Records from a pointing dataset
◇ ◇ ◇ ◇ ◇ ◇ ◇

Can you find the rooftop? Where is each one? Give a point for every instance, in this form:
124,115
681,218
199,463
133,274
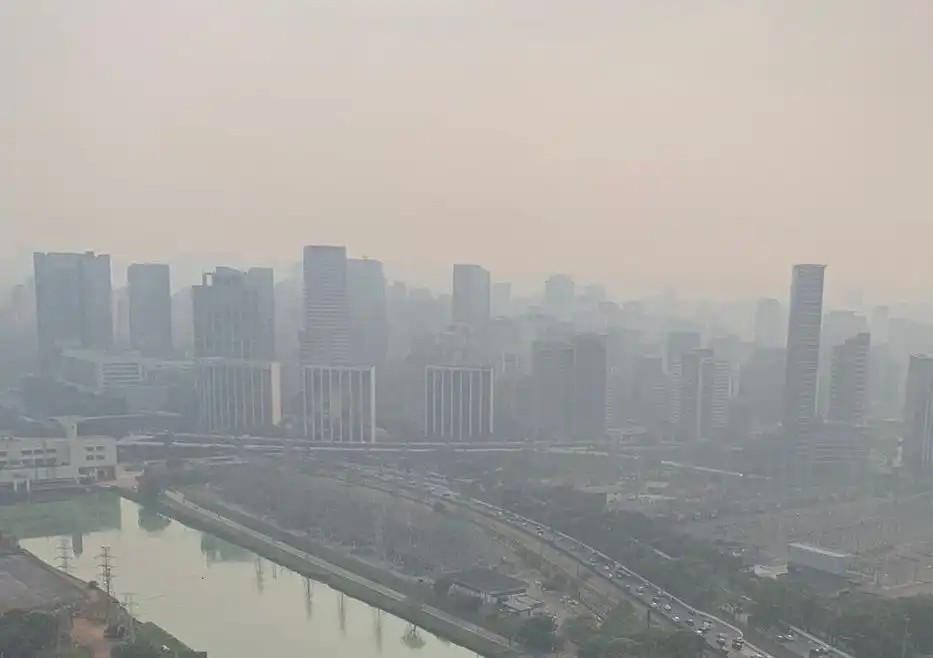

◇ ◇ ◇ ◇ ◇ ◇ ◇

■ **Written problem**
Please write out every line of the records above word for word, leaving out the picture.

■ **Answer to this task**
Can you find the rooftop? Where is each one? Give a point for every instance, in this form:
124,115
681,218
199,463
133,274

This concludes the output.